What is asked
Collect every line of the data below that contains the word "query", and copy those lines in their original order.

# Given records start

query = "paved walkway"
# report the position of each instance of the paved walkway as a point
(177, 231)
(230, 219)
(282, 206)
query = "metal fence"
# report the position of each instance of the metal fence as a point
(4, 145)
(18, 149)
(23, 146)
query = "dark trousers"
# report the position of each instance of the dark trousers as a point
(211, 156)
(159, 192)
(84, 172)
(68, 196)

# Given records end
# Given records start

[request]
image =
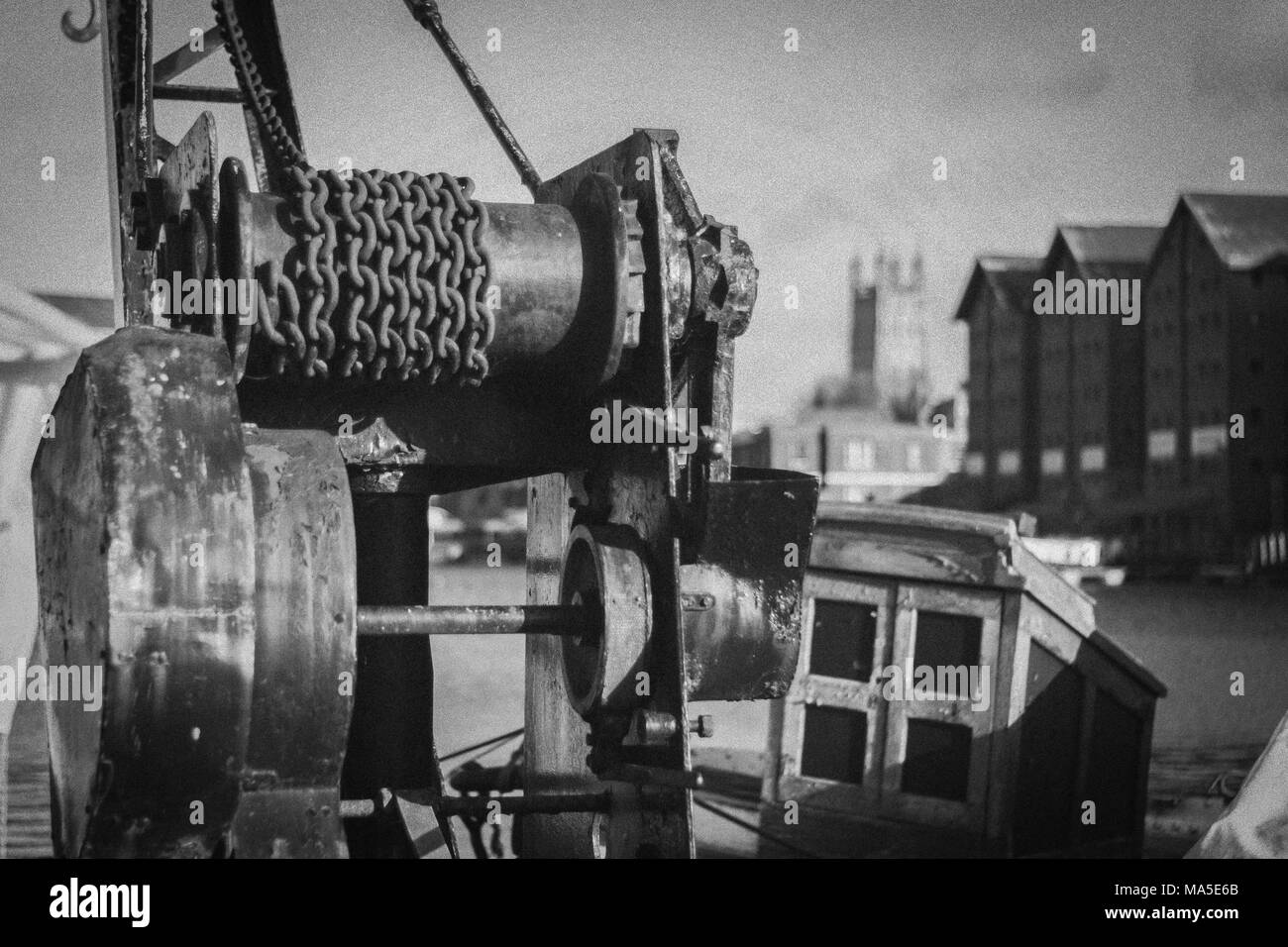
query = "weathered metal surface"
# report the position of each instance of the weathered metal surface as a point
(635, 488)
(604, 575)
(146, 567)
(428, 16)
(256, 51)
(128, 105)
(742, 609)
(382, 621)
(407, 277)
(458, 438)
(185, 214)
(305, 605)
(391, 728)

# Given records end
# Given records start

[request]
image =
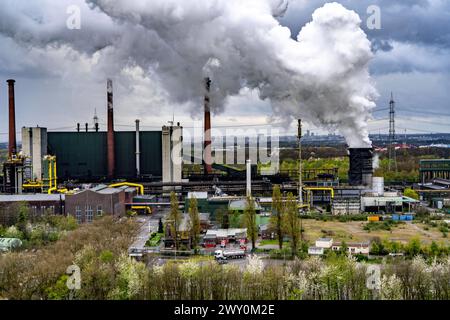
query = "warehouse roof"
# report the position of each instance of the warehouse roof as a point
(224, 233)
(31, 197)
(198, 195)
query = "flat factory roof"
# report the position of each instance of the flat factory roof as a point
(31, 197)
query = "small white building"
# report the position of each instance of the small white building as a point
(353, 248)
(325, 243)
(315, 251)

# Given records end

Result below
query = "paved walkway"
query = "metal fence"
query = "dark trousers"
query = "weathered metal surface"
query = "warehouse roof"
query = "flat factory roof"
query = "small white building"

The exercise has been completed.